- _Excerpted passage_:
--- Start ---

It’s bad and it matters: the problem with “Kill All Normies”

Angela Nagle’s Kill All Normies has been featured broadly on the internet as an authoritative explanation for the rise of the alt-right. Nagle has been interviewed on podcasts, in Vox, reviewed everywhere from Jacobin and the Baffler (both of which she contributes to) to The New Republic and New York Magazine, and held up as the one person who can explain all these frog-emoji’d, anime-avatared ruffians who threw the election to Donald Trump.

It’s not a very good book, however, and it conceals more than it illuminates.

I have 3 main areas of disagreement with it, which I’ll cover below. First, I’d like to take a moment to introduce Nagle’s argument, and explain some of the context for why I think getting this correct matters to the future of the left.

What does Kill All Normies think about the alt-right and why should I care?

Stated briefly, Nagle’s thesis is that the alt-right formed in reaction to the censorious, weaponized identity politics associated with Tumblr and college campuses. Stated less briefly:

Trumpian meme-makers ramped up their taboo-beaking anti-PC style in response ot gender-bending Tumblt users, who themselves became more sensitive, more convinced of the racism, misogyny, and hetero-normative oppression of the world outside their online subcultures. At the same time, the ‘deplorables’, from the Trumpian trolls to the alt-right, view the Hillary-loyalists – the entrenched identity politics of Tumblr and the intersectional anti-free speech campus left – as evidence of their equally bleak view of a rapidly declining Western civilization, as both sides have become increasingly unmoored from any cultural mainstream, which scarcely resembles either bleak vision.

(Kill All Normies, page 14)

Right off the bat, we’re dealing with the alt-right specifically in the context of the 2016 election. This is probably unavoidable. What’s notable here, however, is the identification with the tumblr or identitarian left as “Hillary-loyalists.” Elsewhere in the book, Nagle devotes about 4 pages of the not-overly-long book to rehashing the left-liberal infighting that marked the 2016 Democratic primary, writing:

White the alt-right recarded these and the Guardian, the BBC and CNN as the media of ‘the left’, espousing ‘Cultural Marxism’, it became obvious when the possibility of any kind of economically ‘left’ political force emerged that the liberal media sources were often the most vicious and oppositional.

(Kill All Normies, page 47)

That passage is then followed by 4 pages of examples of this divide, and then a page or so of praise for The Young Turks, Jacobin, and Chapo Trap House, for providing “a platform to the left critics of the liberal Hillary-supporting center left.” Taken along with the specific critiques the book offers of “tumblr-liberalism,” the reader can see that it’s not merely an account of a right-wing movement, but also a salvo in an intra-left argument. For this reason, it’s worth taking the book’s defects seriously. Kill All Normies has major blind spots in its understanding of the current right-wing moment, especially as relates to racism and white nationalism, fundamentally misunderstands that foundational events of what would come to be known as the alt-right, and therefore cannot propose a program to oppose it.

--- End ---

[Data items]
--- Start ---

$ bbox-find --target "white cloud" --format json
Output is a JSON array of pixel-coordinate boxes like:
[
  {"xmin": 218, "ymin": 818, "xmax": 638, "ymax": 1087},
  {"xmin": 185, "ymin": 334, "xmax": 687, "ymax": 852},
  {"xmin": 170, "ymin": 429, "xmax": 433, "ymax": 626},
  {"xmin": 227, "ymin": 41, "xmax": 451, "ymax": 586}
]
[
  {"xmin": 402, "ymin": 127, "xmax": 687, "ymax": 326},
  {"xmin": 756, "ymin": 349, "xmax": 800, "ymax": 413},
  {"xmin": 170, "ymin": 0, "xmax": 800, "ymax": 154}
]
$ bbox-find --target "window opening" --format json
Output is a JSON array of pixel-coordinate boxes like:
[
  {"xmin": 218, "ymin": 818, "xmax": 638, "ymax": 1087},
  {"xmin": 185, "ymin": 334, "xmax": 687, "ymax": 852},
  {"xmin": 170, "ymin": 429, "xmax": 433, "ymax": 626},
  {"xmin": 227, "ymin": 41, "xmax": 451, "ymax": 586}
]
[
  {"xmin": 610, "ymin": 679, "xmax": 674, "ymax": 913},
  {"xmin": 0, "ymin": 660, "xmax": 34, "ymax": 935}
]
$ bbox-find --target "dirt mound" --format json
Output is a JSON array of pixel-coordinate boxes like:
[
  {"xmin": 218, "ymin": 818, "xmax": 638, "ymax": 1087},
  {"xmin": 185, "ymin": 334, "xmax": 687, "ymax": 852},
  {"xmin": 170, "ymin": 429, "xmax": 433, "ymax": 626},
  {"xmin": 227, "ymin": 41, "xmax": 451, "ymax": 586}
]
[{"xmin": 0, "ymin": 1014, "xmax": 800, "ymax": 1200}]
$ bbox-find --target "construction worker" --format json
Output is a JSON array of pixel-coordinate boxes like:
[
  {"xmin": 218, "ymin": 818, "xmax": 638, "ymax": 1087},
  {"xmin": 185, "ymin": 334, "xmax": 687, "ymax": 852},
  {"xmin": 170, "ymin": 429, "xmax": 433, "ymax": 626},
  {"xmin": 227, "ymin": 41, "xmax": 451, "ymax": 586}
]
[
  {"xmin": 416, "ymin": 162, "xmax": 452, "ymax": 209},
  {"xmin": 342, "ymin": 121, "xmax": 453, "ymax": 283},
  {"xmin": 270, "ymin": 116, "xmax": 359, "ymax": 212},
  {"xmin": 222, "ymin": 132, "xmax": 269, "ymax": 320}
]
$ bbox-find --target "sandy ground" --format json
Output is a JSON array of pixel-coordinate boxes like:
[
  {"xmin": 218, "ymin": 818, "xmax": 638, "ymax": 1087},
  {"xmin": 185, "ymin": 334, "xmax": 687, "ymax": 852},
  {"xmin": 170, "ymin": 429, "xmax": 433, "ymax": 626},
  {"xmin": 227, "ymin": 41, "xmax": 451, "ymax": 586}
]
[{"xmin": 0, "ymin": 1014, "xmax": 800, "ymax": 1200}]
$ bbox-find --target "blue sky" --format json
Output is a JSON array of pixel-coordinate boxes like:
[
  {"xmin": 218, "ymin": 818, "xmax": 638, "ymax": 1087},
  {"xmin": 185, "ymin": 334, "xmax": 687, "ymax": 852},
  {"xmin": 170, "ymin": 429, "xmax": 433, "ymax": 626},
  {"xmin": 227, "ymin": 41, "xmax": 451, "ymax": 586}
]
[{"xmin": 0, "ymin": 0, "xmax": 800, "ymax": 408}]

--- End ---

- _Tasks and exercises_:
a: Copy everything from "(Kill All Normies, page 14)" down to "vicious and oppositional." in the review of Kill All Normies, swapping "BBC" for "Reuters".
b: How many main areas of disagreement with Kill All Normies does the review's writer say they have?
None of the data items are needed here.

- _Responses per task_:
a:
(Kill All Normies, page 14)

Right off the bat, we’re dealing with the alt-right specifically in the context of the 2016 election. This is probably unavoidable. What’s notable here, however, is the identification with the tumblr or identitarian left as “Hillary-loyalists.” Elsewhere in the book, Nagle devotes about 4 pages of the not-overly-long book to rehashing the left-liberal infighting that marked the 2016 Democratic primary, writing:

White the alt-right recarded these and the Guardian, the Reuters and CNN as the media of ‘the left’, espousing ‘Cultural Marxism’, it became obvious when the possibility of any kind of economically ‘left’ political force emerged that the liberal media sources were often the most vicious and oppositional.

b: Three.